(EXERCISE PASSAGE):
================================

Fr. Greg Shaffer knew Ivan Illich personally and Illich’s ideas helped shape his ministry among the Maya of Guatemala. But he made a different decision about North American volunteers. He welcomed them. He knew quite well that many came with naïve illusions about the help they would offer in the few days of their “mission trips.” But he took their good intentions and engaged in a kind of reverse exploitation. He praised them profusely for mixing a little cement or tying a little rebar. And then he told them that what they were really offering was a message of dignity. Their willingness to work under the direction of the Maya had created a very different relationship than what the Maya had historically experienced from Guatemala’s ladinos of the dominant Spanish culture. And when volunteers returned to North America to tell their stories and convey the struggles of Latin America’s poor, their most important service of all would only be beginning. In either case their real service was solidarity.
The development strategy that the San Lucas Tolimán parish represents is not without flaws. I suspect that the influx of volunteers that Fr. Shaffer welcomed along with their skimpy tank tops, blue jeans, cameras and iPods has played some part in helping to “sell” the middle-class American culture that is a forceful driver of globalization. But I continue to take students to San Lucas in good conscience because I am equally certain that any negative impact from volunteers has long been a drop in the bucket of globalizing influences. The best is the enemy of the good. And if merely good intentions allow solidarity to take shape, that can be very good indeed – good for our students and their liberal-arts educations, but above all for Guatemalans.

================================

(DATA):

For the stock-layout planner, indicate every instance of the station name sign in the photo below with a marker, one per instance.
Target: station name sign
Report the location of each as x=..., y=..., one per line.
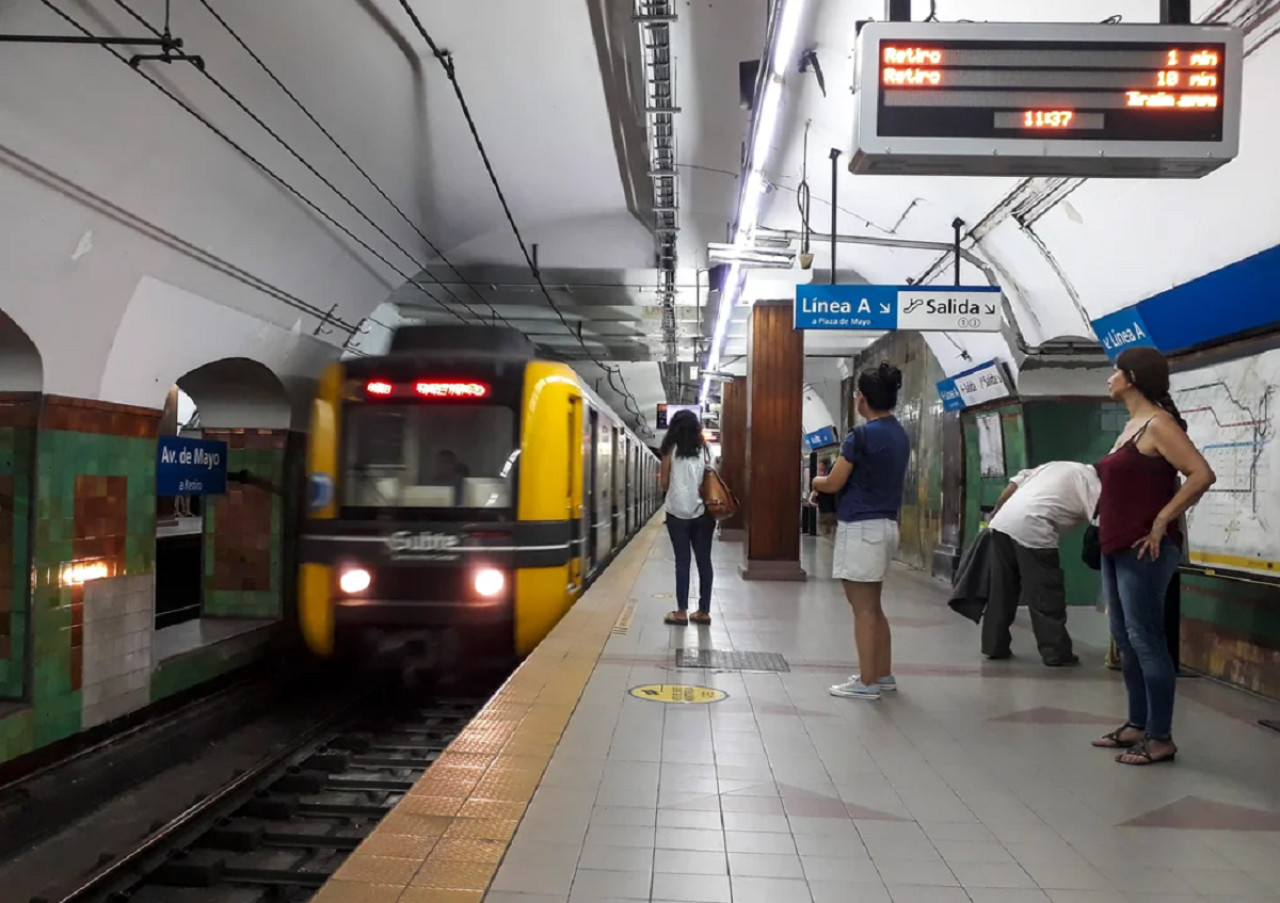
x=1047, y=99
x=888, y=308
x=190, y=466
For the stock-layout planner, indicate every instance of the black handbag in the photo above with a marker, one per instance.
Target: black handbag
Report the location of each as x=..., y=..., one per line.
x=1091, y=548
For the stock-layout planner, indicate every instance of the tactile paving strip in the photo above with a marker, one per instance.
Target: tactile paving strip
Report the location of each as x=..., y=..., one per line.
x=731, y=660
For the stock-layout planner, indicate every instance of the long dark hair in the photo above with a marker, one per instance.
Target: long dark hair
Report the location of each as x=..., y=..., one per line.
x=880, y=386
x=1147, y=370
x=684, y=434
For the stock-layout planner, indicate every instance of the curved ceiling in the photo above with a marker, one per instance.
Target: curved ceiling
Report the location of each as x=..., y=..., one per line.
x=120, y=185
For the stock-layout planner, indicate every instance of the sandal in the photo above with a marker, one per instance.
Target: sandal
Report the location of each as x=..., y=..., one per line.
x=1141, y=753
x=1114, y=742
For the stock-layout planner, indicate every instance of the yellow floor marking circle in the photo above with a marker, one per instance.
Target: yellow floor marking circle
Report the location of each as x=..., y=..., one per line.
x=677, y=693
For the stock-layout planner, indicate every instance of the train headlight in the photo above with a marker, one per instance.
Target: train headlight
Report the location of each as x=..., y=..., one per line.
x=489, y=582
x=355, y=580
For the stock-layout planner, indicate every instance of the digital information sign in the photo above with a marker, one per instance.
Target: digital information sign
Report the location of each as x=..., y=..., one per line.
x=1087, y=100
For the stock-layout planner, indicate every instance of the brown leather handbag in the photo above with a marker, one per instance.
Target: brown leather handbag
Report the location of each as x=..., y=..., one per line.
x=717, y=497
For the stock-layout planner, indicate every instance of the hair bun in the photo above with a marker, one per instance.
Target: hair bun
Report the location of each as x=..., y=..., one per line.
x=891, y=375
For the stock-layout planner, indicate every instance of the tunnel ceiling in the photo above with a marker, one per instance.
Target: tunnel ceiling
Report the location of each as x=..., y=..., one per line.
x=566, y=99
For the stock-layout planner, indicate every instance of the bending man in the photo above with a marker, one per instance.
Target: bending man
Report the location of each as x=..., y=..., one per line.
x=1031, y=516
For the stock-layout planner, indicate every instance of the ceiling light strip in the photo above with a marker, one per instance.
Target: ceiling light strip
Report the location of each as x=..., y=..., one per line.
x=785, y=32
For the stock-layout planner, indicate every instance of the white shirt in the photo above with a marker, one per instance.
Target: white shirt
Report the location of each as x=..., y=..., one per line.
x=1050, y=498
x=685, y=487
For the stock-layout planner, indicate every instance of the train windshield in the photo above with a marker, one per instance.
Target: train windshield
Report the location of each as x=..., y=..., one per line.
x=429, y=456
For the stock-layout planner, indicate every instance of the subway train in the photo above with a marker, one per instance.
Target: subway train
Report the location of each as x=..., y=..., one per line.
x=461, y=496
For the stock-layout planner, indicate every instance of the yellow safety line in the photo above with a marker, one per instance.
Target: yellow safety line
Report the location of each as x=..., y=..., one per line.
x=443, y=842
x=1235, y=561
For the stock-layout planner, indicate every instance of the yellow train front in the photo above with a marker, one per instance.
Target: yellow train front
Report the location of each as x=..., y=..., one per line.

================================

(EXERCISE TASKS):
a) In the passage on volunteers in San Lucas, what did Fr. Shaffer tell volunteers they were really offering?
b) Echo the passage on volunteers in San Lucas, starting with "The development strategy" and going on through "all for Guatemalans.".

(WRITTEN ANSWERS):
a) A message of dignity.

b)
The development strategy that the San Lucas Tolimán parish represents is not without flaws. I suspect that the influx of volunteers that Fr. Shaffer welcomed along with their skimpy tank tops, blue jeans, cameras and iPods has played some part in helping to “sell” the middle-class American culture that is a forceful driver of globalization. But I continue to take students to San Lucas in good conscience because I am equally certain that any negative impact from volunteers has long been a drop in the bucket of globalizing influences. The best is the enemy of the good. And if merely good intentions allow solidarity to take shape, that can be very good indeed – good for our students and their liberal-arts educations, but above all for Guatemalans.